=== Study text ===
═══

Quantitative Easing
Had we put together a list of what was least likely to happen in 2016, more quantitative easing would have featured prominently. It is just as well that we didn’t. Still, the Bank of England has deemed the outcome of the Referendum to be potentially so terrible that ‘things’ must be done. These things included a cut in interest rates (from almost nil to even closer to nil) and more quantitative easing. Early indications have been that the country is greatly heartened to learn that its quantities are going to be eased.
Quantitative easing is habitually snappily foreshortened to ‘QE’. Unusually for a financial acronym, QE is grammatically helpful. It is an easing of monetary conditions by the creation of a specific quantity of money.
It is widely accepted that the first incarnation of QE was in Japan in 2001. The western world has long been prone to mocking the Japanese: no growth, no inflation and no ideas. The West, we all knew, would never follow Japan. Never. They were different. They had a stock market bubble and years of deflation. My, how wrong we were. The Great Financial Crisis of 2007/09 saw the American Federal Reserve Bank start QE in early 2009, to be followed shortly afterwards by the Bank of England. It took Europe and the European Central Bank three years of denial and red tape before they too followed suit.

═══

=== Records supplied ===
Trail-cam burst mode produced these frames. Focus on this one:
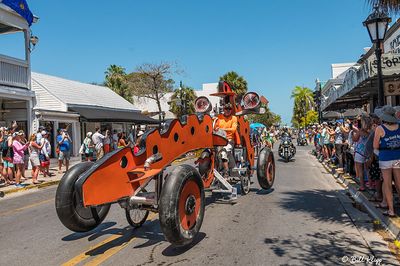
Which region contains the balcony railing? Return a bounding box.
[0,55,29,89]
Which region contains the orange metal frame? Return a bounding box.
[76,82,254,207]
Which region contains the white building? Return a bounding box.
[0,1,35,134]
[133,83,220,119]
[32,72,156,155]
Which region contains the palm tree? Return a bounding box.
[290,86,315,126]
[104,65,133,103]
[367,0,400,13]
[169,83,197,117]
[219,71,247,99]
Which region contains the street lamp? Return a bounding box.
[363,6,392,106]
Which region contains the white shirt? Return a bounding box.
[92,132,105,149]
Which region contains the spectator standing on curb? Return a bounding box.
[83,132,94,161]
[118,132,128,149]
[365,114,387,208]
[335,122,348,173]
[12,132,28,187]
[29,133,43,184]
[2,129,15,185]
[39,131,51,177]
[57,129,72,173]
[353,116,371,191]
[92,127,105,160]
[0,127,7,184]
[373,106,400,217]
[112,129,118,150]
[104,129,112,154]
[321,122,332,160]
[133,130,144,155]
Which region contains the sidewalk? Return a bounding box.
[321,153,400,248]
[0,157,81,197]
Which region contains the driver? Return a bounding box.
[214,102,238,175]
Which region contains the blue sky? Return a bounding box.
[0,0,382,122]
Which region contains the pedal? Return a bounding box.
[211,189,233,193]
[230,187,237,200]
[232,167,247,172]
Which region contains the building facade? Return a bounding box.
[32,72,157,155]
[0,3,35,134]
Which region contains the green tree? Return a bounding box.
[127,62,178,121]
[291,86,315,127]
[169,83,197,117]
[219,71,247,99]
[104,65,133,103]
[248,104,282,127]
[305,110,318,125]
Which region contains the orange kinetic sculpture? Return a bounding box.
[56,82,275,246]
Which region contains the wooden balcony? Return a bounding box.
[0,55,30,89]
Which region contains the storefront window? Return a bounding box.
[39,121,55,158]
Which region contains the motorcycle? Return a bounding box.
[297,132,308,146]
[278,136,296,162]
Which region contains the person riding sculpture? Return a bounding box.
[214,102,238,175]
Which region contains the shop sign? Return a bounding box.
[384,81,400,96]
[383,28,400,53]
[367,53,400,77]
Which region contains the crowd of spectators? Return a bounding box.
[79,126,146,161]
[0,122,57,187]
[306,106,400,217]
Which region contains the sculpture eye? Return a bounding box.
[243,92,260,109]
[194,96,211,113]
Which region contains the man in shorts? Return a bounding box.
[57,129,72,173]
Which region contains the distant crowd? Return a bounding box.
[0,122,52,187]
[305,106,400,217]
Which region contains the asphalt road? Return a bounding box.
[0,147,396,265]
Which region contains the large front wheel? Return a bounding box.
[56,162,110,232]
[159,165,205,246]
[257,147,275,189]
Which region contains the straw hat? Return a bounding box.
[374,105,398,123]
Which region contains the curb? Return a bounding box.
[321,163,400,241]
[3,180,60,196]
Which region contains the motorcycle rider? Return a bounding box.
[214,101,238,176]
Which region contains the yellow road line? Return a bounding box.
[62,213,156,266]
[0,199,54,217]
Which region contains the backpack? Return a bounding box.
[0,138,8,152]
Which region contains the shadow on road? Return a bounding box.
[278,158,296,163]
[279,189,370,229]
[264,230,382,265]
[61,222,117,241]
[162,232,206,257]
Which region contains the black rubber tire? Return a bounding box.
[55,162,110,232]
[257,147,275,189]
[159,164,205,247]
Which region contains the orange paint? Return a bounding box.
[77,83,254,208]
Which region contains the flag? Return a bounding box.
[0,0,33,26]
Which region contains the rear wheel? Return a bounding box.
[240,174,250,195]
[257,148,275,189]
[56,162,110,232]
[159,165,205,246]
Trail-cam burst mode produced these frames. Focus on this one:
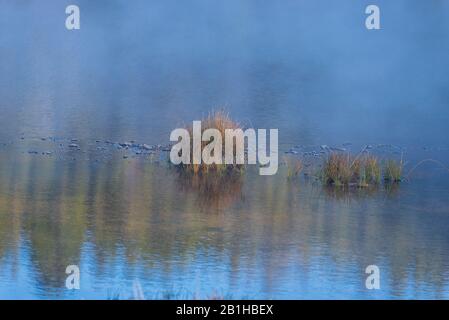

═══

=== Parts of the exercise ===
- 1) In the quantitative easing text, where and when is QE widely accepted to have first appeared?
- 2) Resume the piece on quantitative easing after its final sentence.

=== Numbered responses ===
- 1) In Japan, in 2001.

- 2)
On the face of it, central banking is not an exacting task. The Banks have basically had one job to do – keep inflation near a target – and one tool with which to do it – interest rates. It really only starts to get interesting when the solitary available tool is not up to the job. Inflation is below target in many countries (for copious and contentious reasons), but what can Bankers do about this when their arsenal of interest rate cuts has run out of ammunition? They do not say ‘sorry, we’ve lost, over to you’. Oh no. They fire their secret QE weapon and predict inflation will return to target in a couple of years.
The process of money creation by QE is slightly convoluted. If we take the example of the UK, it all starts with the Bank of England buying gilts. It can do this because Central Banks can magic money out of thin air even more convincingly than Dynamo. They do this by giving the seller of the gilt a larger balance in their ordinary bank account. That’s what Central Bankers can do. Deposits are usually the main source of funding for high street banks and this newly enlarged balance can then be used to lend out. So if the Bank of England decides it will buy another £100bn worth of gilts, this increases the high street deposit base by the same amount.
Many believe QE to be a monetary medicinal compound, most efficacious in every case. Not only does it conjure new money out of thin air, it also lowers the yield on almost everything else as well. Lower yields mean that these assets are then cheaper to issue. More money, and cheaper. What could possibly go wrong?
Quantitative easing has come out of theoretical economics and into daily financial jargon. It is money printing with PR. And, like an unwelcome guest, it is here to stay.